*Directions for this task*:
Below are the records; give again exactly the line with "Target: flower center", the line with "of the dark", and each line that lies between them, and nothing besides.

[[ Material provided open ]]

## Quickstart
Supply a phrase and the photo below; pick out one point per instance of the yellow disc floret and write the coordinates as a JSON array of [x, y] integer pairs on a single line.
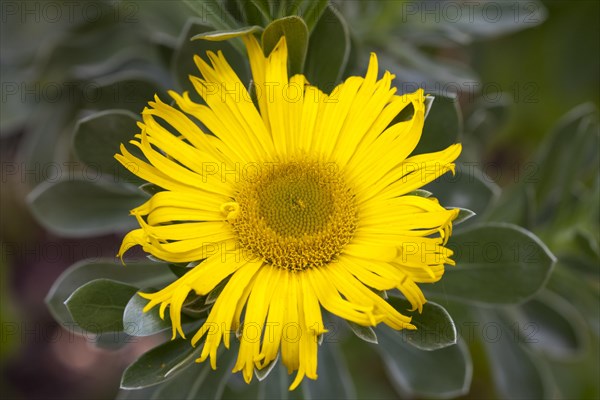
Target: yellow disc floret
[[295, 215]]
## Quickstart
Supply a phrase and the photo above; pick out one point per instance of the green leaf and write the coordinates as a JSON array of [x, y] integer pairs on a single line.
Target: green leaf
[[213, 12], [443, 373], [135, 274], [218, 36], [328, 51], [443, 125], [365, 333], [514, 372], [129, 90], [495, 264], [550, 323], [139, 323], [312, 11], [264, 8], [183, 64], [81, 208], [569, 148], [98, 305], [463, 215], [159, 364], [334, 378], [98, 137], [200, 381], [435, 327], [296, 35], [469, 188]]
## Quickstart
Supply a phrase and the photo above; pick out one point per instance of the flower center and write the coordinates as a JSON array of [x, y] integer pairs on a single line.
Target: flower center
[[295, 215]]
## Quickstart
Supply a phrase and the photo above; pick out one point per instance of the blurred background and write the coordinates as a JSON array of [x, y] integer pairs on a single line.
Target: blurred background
[[515, 77]]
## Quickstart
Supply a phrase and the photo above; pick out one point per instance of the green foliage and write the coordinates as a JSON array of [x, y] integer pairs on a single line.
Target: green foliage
[[80, 208], [442, 373], [296, 34], [501, 269], [328, 51], [97, 139], [435, 328], [98, 305], [159, 364], [496, 264]]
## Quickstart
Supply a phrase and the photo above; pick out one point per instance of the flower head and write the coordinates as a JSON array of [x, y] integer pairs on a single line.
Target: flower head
[[301, 203]]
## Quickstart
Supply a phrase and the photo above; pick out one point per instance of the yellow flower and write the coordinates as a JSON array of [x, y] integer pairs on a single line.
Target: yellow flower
[[303, 204]]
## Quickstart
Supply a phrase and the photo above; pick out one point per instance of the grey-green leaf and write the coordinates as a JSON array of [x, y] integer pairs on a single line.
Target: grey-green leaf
[[443, 374], [514, 371], [469, 188], [159, 364], [464, 214], [365, 333], [495, 264], [98, 306], [334, 377], [552, 324], [183, 65], [296, 35], [328, 50], [97, 139], [217, 36], [136, 274], [435, 327], [84, 208], [139, 323], [443, 125]]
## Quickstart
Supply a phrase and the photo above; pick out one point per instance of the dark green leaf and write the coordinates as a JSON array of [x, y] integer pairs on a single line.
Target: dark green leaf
[[420, 193], [296, 35], [139, 323], [218, 36], [495, 264], [365, 333], [98, 306], [552, 324], [469, 188], [334, 378], [328, 51], [443, 125], [81, 208], [98, 137], [159, 364], [563, 155], [435, 327], [463, 215], [264, 8], [213, 12], [514, 372], [311, 11], [443, 373], [135, 274], [129, 90], [183, 64], [200, 381]]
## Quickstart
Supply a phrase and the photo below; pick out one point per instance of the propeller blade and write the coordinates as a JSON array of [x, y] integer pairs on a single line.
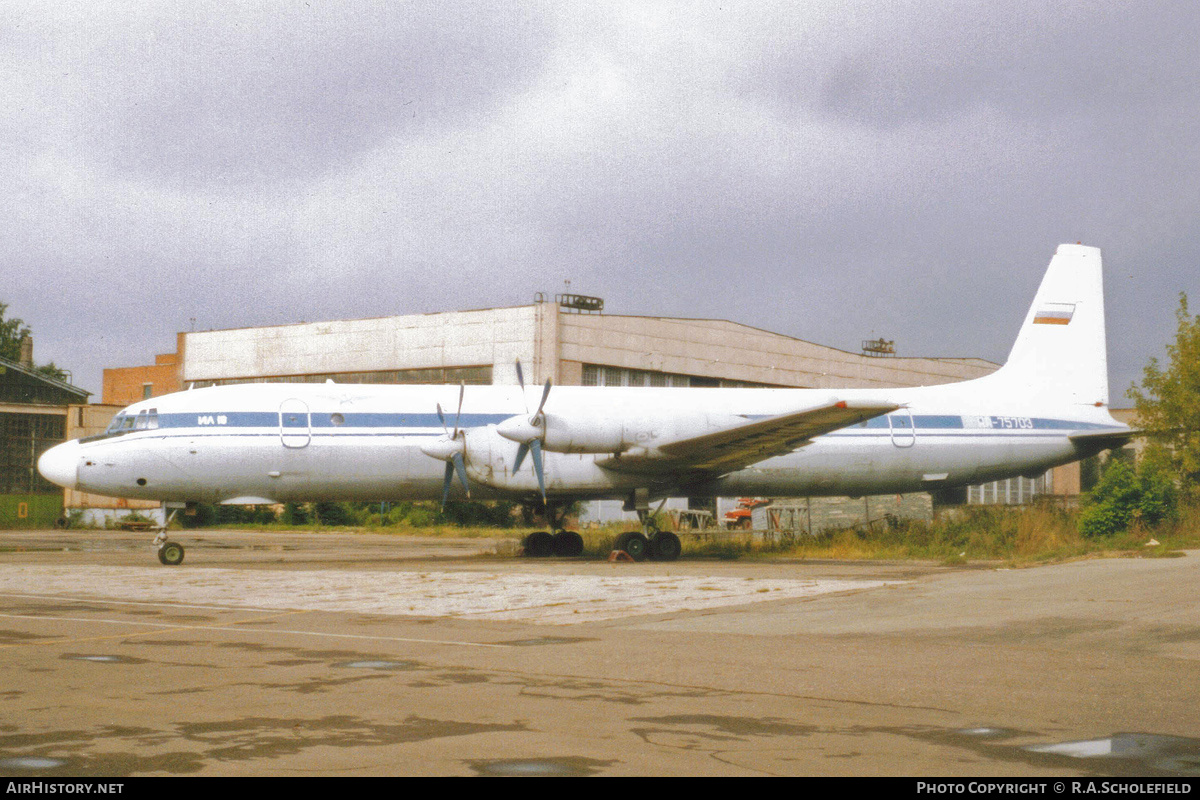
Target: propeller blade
[[462, 390], [461, 468], [535, 449], [521, 383], [445, 485]]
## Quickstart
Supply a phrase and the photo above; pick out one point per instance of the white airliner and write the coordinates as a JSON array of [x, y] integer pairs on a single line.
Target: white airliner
[[275, 443]]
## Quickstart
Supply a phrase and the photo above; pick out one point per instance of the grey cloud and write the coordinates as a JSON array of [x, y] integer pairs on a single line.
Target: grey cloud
[[229, 94], [887, 66]]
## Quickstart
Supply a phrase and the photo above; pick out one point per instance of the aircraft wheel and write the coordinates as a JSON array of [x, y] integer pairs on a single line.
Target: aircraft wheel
[[568, 543], [665, 546], [634, 543], [539, 543], [171, 553]]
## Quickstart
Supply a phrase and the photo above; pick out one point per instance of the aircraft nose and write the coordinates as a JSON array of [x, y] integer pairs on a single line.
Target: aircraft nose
[[60, 464]]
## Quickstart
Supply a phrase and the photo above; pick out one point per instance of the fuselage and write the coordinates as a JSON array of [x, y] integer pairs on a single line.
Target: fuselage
[[275, 443]]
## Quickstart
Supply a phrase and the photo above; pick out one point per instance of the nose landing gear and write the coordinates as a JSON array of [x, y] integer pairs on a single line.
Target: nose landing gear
[[169, 553]]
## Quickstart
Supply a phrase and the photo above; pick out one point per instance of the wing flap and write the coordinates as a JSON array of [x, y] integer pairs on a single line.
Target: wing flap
[[754, 440]]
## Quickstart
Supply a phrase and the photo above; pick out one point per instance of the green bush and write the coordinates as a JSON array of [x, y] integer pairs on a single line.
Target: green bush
[[1127, 494]]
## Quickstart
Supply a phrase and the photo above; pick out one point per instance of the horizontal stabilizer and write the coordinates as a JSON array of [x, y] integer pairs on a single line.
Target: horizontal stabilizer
[[1104, 439]]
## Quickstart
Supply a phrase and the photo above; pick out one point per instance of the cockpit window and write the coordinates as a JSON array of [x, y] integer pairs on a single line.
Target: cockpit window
[[144, 420]]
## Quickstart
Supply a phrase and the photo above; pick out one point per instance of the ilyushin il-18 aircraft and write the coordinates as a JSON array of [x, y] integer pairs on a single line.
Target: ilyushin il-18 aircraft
[[275, 443]]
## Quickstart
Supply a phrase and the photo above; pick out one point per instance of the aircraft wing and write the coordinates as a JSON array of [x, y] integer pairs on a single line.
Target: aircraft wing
[[743, 444]]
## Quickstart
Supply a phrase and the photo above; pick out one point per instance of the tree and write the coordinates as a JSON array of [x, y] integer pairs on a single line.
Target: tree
[[12, 331], [1169, 402], [1128, 493]]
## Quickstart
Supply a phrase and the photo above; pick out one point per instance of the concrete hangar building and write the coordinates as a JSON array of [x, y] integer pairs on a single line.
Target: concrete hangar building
[[568, 340]]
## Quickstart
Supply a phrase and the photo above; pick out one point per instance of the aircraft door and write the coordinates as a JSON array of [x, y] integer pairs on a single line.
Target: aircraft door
[[903, 428], [295, 423]]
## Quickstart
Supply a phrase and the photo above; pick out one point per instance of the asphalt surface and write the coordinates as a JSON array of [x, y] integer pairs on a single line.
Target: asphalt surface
[[340, 654]]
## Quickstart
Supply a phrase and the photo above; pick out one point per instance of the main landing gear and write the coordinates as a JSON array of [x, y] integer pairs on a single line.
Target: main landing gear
[[563, 543], [649, 542]]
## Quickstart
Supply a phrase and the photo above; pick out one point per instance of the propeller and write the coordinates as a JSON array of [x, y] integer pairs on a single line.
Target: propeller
[[529, 433], [451, 449]]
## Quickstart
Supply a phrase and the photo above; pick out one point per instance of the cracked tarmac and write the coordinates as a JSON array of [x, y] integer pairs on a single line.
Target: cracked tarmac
[[114, 666]]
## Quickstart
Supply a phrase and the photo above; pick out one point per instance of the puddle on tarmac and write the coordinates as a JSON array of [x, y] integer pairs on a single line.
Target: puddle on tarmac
[[378, 665], [1176, 755], [30, 763], [540, 767], [546, 639], [101, 659]]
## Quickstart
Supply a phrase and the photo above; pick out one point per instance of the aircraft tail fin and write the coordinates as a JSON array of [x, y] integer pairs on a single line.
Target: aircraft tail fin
[[1060, 355]]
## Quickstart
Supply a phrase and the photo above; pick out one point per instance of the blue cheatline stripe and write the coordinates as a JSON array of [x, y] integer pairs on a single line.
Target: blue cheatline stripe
[[322, 420]]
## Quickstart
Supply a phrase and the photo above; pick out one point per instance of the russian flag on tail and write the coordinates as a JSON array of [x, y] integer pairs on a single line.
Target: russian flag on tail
[[1055, 313]]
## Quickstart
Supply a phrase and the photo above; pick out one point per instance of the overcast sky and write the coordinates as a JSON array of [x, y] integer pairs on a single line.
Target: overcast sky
[[832, 170]]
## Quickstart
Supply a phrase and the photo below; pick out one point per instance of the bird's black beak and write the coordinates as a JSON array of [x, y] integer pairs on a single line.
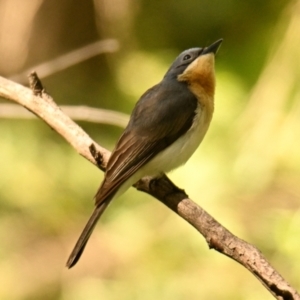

[[ Material provided closed ]]

*Task solution*:
Target: flower center
[[295, 215]]
## Quickstart
Supply a phrase and the photo above; pick out one point per instance of the blurred background and write the coordinates as a JSON array of [x, y] integer pairs on a single line.
Target: blurred background
[[515, 77]]
## Quickstart
Supply a phrase and the photo above; pick out one point per instance of the green foliage and write the coordinates as a JSON array of [x, y] integer pairs on a single line.
Target: green foliage
[[80, 208], [442, 373], [296, 34], [501, 269], [328, 51], [97, 139], [435, 328], [98, 305], [159, 364], [496, 264]]
## Quickstart
Supply a phrase and the photo above; pick out one point per instance of the flower head and write the coordinates as a JSON array of [x, y] integer pairs on a single line.
Target: flower head
[[301, 203]]
## Quickstart
Supply a phrase and the photo above; pick out one point per instance of the yellow flower and write the coordinates as a JSON array of [x, y] integer pairs on a single line.
Target: yellow flower
[[303, 204]]
## Quickstart
Supply a phrase and the photo above; pick out one point per instance of the grey-green leaf and write the coordinates as a JSON array of [x, y] integer pairs on a single line.
Target: grey-green leaf
[[443, 374], [514, 371], [469, 188], [159, 364], [464, 214], [365, 333], [495, 264], [98, 306], [334, 377], [552, 324], [183, 65], [296, 35], [328, 50], [97, 139], [217, 36], [136, 274], [435, 327], [84, 208], [139, 323], [443, 125]]
## Quickstart
Supply a phrase and the photo above; pick out one point per instance of the dark green leaf and write the coordinates as a JSON array of [x, y] integer pairs on a single line.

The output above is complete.